Aufgabe a.
Filtere aus der Auflistung unten jede Zeile heraus, die das Wort „siding“ enthält, und gib diese Zeilen unverändert wieder. Achte dabei auf Groß- und Kleinschreibung.

Vorliegender Text.
========
Mittwoch, 15.06.2022

Im Zuge der Digitalisierung sind Bonitätsauskünfte über Verbraucher:innen eine standardmäßige Grundlage zum Abschluss von Verträgen, Einkäufen und Krediten jeglicher Art. Damit gewinnt der Score-Wert, welcher insbesondere durch den größten Anbieter von Bonitätsauskünften, der Schufa Holding AG, ermittelt wird, eine elementare Bedeutung für Verbraucher:innen. Aber nicht nur die Schufa Holding AG, sondern auch diverse andere Bonitätsauskünfte und anderen Scoring-Unternehmen, wie z. B. Bonify, ermitteln anhand von Daten das mögliche Zahlungsausfallrisiko. Die hierfür relevanten Daten werden jedoch nicht von Verbraucher:innen selbst zur Verfügung gestellt, sondern durch andere Unternehmen an die jeweiligen Bonitätsauskünfte und Scoring-Unternehmen weitergeleitet.

 

Da bekanntermaßen die Score-Formel als solche, wie auch die einzelne Gewichtung der maßgeblichen Kriterien für die individuelle Entscheidung über den Score-Wert, bislang nicht einsehbar sind, bedarf es zumindest der Transparenz und der Einsehbarkeit des Score-Wertes in einer Regelmäßigkeit, welche die Rechte von Verbraucher:innen gegenüber den erhebenden Unternehmen stärkt. Es geht also darum, asymmetrischen Informationen vorzubeugen und Verbraucher:innen in ihrer Position zu stärken.

 

Mit der Datenschutzgrundverordnung (DSGVO) wurde der rechtliche Rahmen dafür geschaffen, Verbraucher:innen nicht mehr nur jährlich eine „Kopie der personenbezogenen Daten (nach Art. 15 III DSGVO)“ ermöglichen zu können, sondern entsprechend der Veränderung des Score-Wertes. Allerdings ist die tatsächliche Anzahl der möglichen Bonitätsscore-Auskünfte nicht klar definiert. Die Grenzen sollen in „offenbar unbegründeten“ oder „exzessiven Anträgen“ zu finden sein. Diese undurchsichtigen Formulierungen führen dazu, dass sich Verbraucher:innen oftmals nicht trauen, ihr Recht auf Information über die von ihnen verwendeten Daten einzuholen. Dabei ist es elementar, dass Verbraucher:innen nicht nur über ihre eigene Bonität, sondern auch über die Art der genutzten Daten informiert sind, um selbstbestimmte Entscheidungen treffen zu können. Die Schufa und andere Scoring-Unternehmen sammeln unübersichtlich viele Daten und stellen, trotz der hohen Relevanz dieser Daten, in vielen Lebensbereichen keine hinreichende Transparenz über deren Gewichtung her.
========
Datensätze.
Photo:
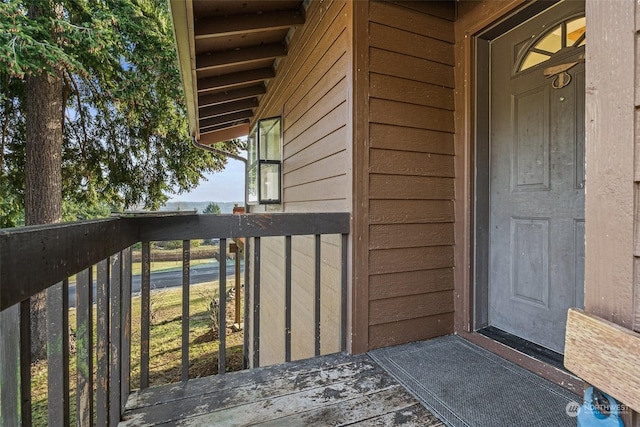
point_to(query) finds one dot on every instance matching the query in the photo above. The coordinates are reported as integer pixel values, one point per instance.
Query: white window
(265, 162)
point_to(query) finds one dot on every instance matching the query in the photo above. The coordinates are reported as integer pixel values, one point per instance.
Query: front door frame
(473, 32)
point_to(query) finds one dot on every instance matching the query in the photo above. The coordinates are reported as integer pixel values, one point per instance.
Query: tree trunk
(43, 187)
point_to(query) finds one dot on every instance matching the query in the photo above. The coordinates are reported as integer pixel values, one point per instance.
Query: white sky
(223, 186)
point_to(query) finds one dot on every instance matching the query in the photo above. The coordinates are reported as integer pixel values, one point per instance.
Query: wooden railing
(43, 258)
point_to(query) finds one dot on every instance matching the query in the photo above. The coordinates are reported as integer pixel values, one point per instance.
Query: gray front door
(536, 194)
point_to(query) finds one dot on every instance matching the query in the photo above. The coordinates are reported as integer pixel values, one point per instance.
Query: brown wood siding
(609, 152)
(311, 94)
(636, 243)
(410, 172)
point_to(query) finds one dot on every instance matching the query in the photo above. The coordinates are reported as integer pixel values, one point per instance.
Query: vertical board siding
(411, 173)
(311, 93)
(271, 300)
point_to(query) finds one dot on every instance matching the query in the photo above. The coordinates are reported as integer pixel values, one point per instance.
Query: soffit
(228, 52)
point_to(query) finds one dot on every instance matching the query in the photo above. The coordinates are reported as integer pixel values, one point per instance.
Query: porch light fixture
(265, 162)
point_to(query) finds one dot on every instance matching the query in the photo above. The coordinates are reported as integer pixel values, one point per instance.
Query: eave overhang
(228, 52)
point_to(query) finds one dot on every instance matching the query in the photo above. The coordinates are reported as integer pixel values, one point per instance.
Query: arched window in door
(569, 34)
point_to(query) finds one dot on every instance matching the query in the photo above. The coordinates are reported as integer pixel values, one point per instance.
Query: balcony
(97, 257)
(105, 379)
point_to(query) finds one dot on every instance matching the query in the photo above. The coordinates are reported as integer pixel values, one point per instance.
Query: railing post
(222, 323)
(58, 354)
(102, 343)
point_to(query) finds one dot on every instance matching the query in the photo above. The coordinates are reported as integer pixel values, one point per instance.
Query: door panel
(536, 188)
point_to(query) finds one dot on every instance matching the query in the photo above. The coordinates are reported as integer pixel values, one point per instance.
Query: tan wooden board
(605, 355)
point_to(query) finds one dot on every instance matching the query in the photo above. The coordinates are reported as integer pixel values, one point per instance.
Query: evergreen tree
(91, 112)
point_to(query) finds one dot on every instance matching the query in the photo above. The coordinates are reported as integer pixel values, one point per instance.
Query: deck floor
(334, 390)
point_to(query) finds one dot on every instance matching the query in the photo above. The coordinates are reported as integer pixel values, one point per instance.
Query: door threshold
(529, 348)
(551, 372)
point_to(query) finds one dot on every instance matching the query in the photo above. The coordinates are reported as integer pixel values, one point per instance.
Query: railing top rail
(35, 257)
(243, 225)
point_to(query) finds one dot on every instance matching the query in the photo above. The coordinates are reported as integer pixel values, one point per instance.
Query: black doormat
(465, 385)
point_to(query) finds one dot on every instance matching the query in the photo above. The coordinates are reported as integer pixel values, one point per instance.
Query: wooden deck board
(329, 390)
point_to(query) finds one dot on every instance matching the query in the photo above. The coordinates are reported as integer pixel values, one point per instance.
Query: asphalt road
(201, 273)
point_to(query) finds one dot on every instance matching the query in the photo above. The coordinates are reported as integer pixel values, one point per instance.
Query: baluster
(125, 381)
(317, 307)
(287, 298)
(222, 322)
(186, 266)
(102, 343)
(84, 347)
(256, 302)
(10, 365)
(58, 353)
(115, 339)
(25, 362)
(343, 296)
(145, 296)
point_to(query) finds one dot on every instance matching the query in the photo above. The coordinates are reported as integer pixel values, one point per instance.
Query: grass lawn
(165, 344)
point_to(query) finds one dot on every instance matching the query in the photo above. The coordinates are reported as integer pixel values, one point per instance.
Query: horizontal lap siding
(311, 93)
(411, 173)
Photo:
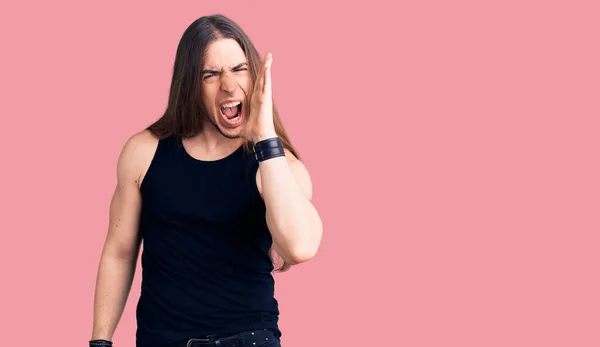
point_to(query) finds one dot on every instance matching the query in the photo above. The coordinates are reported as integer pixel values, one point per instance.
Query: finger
(260, 78)
(267, 79)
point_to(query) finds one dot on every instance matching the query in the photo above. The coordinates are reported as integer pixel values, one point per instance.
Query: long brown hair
(185, 112)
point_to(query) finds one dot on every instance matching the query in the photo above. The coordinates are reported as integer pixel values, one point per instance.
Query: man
(211, 188)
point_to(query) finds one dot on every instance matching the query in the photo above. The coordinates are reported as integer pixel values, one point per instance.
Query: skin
(284, 182)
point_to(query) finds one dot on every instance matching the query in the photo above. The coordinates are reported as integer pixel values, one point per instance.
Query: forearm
(293, 221)
(115, 276)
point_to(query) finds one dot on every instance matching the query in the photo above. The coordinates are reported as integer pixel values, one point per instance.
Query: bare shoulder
(136, 155)
(300, 173)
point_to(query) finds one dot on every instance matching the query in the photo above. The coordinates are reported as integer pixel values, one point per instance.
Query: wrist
(269, 148)
(265, 135)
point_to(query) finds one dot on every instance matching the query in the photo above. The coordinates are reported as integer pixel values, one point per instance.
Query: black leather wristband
(269, 148)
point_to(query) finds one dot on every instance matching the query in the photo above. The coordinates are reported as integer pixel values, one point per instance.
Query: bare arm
(292, 219)
(120, 252)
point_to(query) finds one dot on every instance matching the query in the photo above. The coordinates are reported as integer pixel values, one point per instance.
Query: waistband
(247, 338)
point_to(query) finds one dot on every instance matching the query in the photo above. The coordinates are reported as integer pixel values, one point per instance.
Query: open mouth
(232, 112)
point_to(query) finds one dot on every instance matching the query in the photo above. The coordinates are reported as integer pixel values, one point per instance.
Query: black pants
(258, 338)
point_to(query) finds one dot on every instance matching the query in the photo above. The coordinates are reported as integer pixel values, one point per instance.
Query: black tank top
(205, 258)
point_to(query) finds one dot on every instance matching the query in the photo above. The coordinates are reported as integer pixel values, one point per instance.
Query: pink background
(453, 147)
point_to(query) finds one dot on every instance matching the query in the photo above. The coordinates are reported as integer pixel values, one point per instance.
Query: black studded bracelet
(268, 149)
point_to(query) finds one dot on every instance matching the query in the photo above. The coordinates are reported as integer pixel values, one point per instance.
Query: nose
(228, 83)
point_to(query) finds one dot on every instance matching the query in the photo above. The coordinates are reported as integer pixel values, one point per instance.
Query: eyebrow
(216, 71)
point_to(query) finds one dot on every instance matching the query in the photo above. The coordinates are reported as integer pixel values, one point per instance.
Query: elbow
(301, 256)
(304, 251)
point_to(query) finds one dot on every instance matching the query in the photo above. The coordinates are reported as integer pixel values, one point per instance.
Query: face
(226, 82)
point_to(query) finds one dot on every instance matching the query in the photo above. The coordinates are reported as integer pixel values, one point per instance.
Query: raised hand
(261, 124)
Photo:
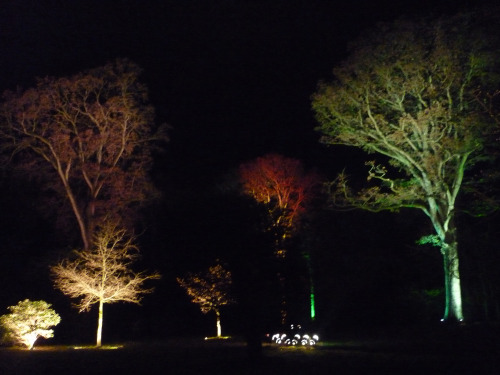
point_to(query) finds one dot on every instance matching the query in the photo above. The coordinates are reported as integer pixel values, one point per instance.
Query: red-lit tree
(88, 138)
(282, 185)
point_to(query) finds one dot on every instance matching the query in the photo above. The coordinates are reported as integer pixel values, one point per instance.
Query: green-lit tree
(407, 93)
(88, 139)
(103, 274)
(210, 290)
(286, 190)
(28, 321)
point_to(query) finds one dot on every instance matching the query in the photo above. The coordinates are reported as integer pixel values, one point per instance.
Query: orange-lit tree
(286, 189)
(103, 273)
(88, 138)
(28, 321)
(210, 290)
(408, 94)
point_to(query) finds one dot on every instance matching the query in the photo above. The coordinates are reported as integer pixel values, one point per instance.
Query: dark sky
(232, 77)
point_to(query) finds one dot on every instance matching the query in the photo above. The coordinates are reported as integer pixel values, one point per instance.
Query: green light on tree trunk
(313, 309)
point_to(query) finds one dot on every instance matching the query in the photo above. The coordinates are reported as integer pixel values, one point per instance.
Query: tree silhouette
(407, 94)
(210, 290)
(282, 185)
(103, 273)
(88, 138)
(285, 189)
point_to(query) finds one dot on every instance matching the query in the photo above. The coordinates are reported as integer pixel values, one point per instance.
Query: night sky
(233, 79)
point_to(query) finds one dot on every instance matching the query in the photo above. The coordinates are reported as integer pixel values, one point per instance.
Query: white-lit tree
(103, 274)
(29, 320)
(210, 290)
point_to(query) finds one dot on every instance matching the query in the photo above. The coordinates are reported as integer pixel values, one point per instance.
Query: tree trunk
(453, 293)
(219, 328)
(99, 324)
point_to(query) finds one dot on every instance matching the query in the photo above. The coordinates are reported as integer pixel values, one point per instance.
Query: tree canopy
(407, 93)
(210, 290)
(103, 274)
(29, 320)
(88, 138)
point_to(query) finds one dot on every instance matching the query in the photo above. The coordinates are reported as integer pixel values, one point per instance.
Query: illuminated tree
(88, 138)
(103, 273)
(28, 321)
(282, 185)
(407, 94)
(210, 290)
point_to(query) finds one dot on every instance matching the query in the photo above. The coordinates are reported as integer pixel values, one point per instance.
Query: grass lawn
(420, 353)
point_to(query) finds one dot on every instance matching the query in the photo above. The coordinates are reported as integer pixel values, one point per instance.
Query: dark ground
(467, 350)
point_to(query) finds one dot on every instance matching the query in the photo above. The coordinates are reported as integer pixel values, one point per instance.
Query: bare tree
(210, 290)
(103, 274)
(88, 138)
(407, 94)
(28, 321)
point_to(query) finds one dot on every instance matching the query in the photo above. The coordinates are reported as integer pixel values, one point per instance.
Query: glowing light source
(304, 340)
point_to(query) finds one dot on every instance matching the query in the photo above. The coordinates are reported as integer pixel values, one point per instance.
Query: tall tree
(28, 321)
(103, 274)
(88, 138)
(407, 94)
(210, 290)
(283, 186)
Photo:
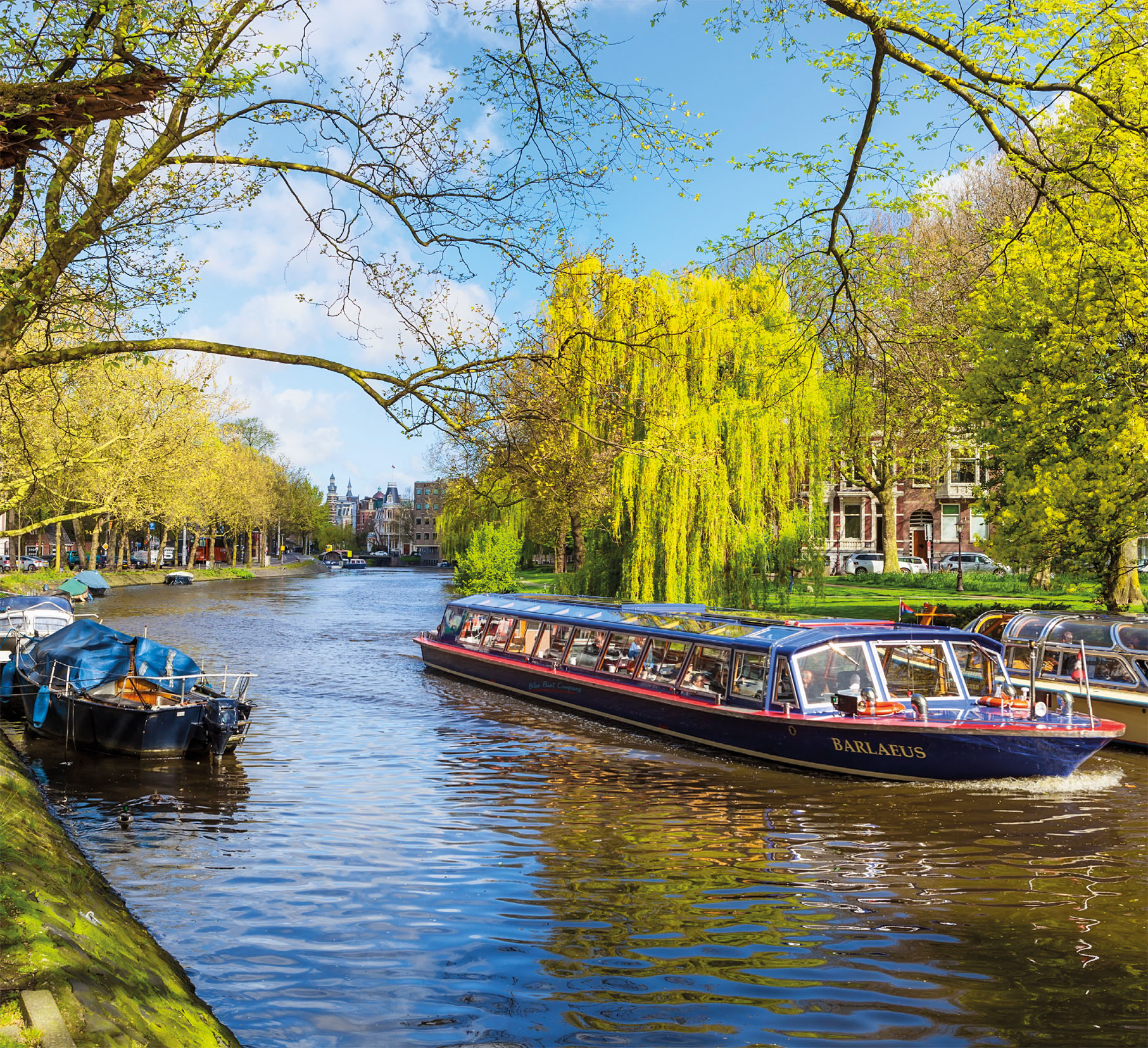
========
Aufgabe b.
Wiederhole wortgetreu den Abschnitt aus dem Text über Bonitätsauskünfte, der mit den Worten „Da bekanntermaßen die“ einsetzt und mit „Position zu stärken.“ schließt.

Ausgearbeitete Lösung a.
Query: brown wood siding
Query: vertical board siding
Query: horizontal lap siding

Ausgearbeitete Lösung b.
Da bekanntermaßen die Score-Formel als solche, wie auch die einzelne Gewichtung der maßgeblichen Kriterien für die individuelle Entscheidung über den Score-Wert, bislang nicht einsehbar sind, bedarf es zumindest der Transparenz und der Einsehbarkeit des Score-Wertes in einer Regelmäßigkeit, welche die Rechte von Verbraucher:innen gegenüber den erhebenden Unternehmen stärkt. Es geht also darum, asymmetrischen Informationen vorzubeugen und Verbraucher:innen in ihrer Position zu stärken.